Page text =
** Begin **

In yet another embodiment, a system is disclosed for acquiring seismic data and processing the seismic data. The system can include a data processing apparatus and a seismic acquisition network of seismic sensors configured to acquire a seismic survey. The data processing apparatus having a processor and a data storage device can perform a data processing method disclosed above for polarity detection and correction.

BRIEF DESCRIPTION OF THE DRAWINGS

Embodiments of a method and system for seismic data processing for detecting and correcting changes in signal polarity are described with reference to the following figures. Like numbers are used throughout the figures to reference like features and components.

FIG. 1 illustrates a wellsite system, in accordance with one or more implementations of various techniques described herein.

FIG. 2 shows a first seismic data processing method work flow, in accordance with one or more implementations of various techniques described herein.

FIG. 3 shows a plot of a gathered seismic signal of eight seismic data traces, i.e., a synthetic signal plus real noise, on 9 channels, plotted versus time (milliseconds).

FIG. 4 shows a plot of the seismic signal of FIG. 3 with specific quantities of interest before a first iteration of the processing method of the present disclosure.

FIG. 5 shows a plot of the seismic signal of FIG. 3 with specific quantities of interest after three iterations.

FIG. 6 shows the data traces of FIG. 3 windowed by the AGCed STA/LTA of the phase-weighted stack, where “AGCed STA/LTA” stands for Automatic Gain Controlled ratio of the short term average (STA) to the long term average (LTA).

FIG. 7 shows plots of correlation coefficients between channels 1-8 and the AGCed STA/LTA of the phase-weighted stack of the seismic data of FIG. 3.

FIG. 8 shows a plot of a final phase-weighted stack after three iterations of processing are complete.

FIG. 9 shows a plot of the seismic data as a function of the AGCed STA/LTA of the final phase-weighted stack after three iterations are complete.

FIG. 10 shows a plot of the correlation coefficients by channel after four iterations are complete.

FIG. 11 shows a seismic data processing method work flow, in accordance with one or more implementations of various techniques described herein.

FIGS. 12A and 12B show plots of a gathered seismic signal of many seismic data traces, i.e., a synthetic signal plus real noise. For illustrating the present method, FIG. 12A shows the synthetic signal with added noise whereas FIG. 12B shows the synthetic signal isolated from the noise.

FIG. 13 shows a magnified view of all the traces from the area highlighted in a rectangle on FIG. 12. For illustrating the method of FIG. 11, FIG. 13A shows the highlighted portion of synthetic signal with added noise whereas FIG. 13B shows the highlighted portion of the synthetic signal isolated from the noise.

** End **

Data listing =
** Begin **

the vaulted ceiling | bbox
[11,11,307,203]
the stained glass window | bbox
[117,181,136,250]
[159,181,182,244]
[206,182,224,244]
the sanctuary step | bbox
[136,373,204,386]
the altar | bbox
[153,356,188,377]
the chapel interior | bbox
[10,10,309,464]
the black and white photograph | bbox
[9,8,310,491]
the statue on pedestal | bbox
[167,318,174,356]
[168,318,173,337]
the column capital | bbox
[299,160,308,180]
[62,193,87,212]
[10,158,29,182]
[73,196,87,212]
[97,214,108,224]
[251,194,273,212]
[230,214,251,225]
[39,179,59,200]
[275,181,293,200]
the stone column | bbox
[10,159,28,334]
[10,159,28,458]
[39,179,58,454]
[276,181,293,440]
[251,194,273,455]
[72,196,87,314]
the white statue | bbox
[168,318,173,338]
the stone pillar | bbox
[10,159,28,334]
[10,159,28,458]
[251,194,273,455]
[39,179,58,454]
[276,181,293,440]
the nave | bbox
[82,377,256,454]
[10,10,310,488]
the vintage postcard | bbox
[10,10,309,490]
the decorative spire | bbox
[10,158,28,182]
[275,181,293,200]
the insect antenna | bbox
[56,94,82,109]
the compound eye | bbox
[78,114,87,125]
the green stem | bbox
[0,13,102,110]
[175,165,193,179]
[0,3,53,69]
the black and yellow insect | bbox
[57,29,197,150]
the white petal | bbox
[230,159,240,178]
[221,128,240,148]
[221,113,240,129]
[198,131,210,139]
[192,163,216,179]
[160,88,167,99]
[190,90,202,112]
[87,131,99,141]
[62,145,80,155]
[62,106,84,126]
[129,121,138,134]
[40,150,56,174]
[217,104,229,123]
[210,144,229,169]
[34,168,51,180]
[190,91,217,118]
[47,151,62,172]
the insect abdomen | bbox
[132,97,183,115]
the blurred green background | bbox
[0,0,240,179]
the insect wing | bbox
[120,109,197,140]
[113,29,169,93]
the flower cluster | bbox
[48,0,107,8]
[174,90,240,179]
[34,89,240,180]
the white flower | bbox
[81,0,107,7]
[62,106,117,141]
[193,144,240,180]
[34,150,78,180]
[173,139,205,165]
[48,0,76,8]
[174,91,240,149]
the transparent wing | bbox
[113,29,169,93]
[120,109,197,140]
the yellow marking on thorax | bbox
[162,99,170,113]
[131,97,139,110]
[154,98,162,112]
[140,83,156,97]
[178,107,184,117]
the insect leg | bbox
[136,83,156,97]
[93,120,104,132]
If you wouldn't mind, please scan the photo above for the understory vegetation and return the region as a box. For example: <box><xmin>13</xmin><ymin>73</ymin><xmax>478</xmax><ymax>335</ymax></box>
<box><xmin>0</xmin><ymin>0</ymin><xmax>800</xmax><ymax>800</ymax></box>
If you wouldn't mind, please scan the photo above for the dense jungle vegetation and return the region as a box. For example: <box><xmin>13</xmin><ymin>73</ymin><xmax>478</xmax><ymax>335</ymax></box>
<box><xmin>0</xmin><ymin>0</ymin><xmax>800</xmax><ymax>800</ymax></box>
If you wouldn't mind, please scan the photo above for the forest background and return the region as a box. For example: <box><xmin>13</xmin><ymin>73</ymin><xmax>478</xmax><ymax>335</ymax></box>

** End **

In the seismic processing text, what does "AGCed STA/LTA" stand for?

Task solution =
Automatic Gain Controlled ratio of the short term average (STA) to the long term average (LTA).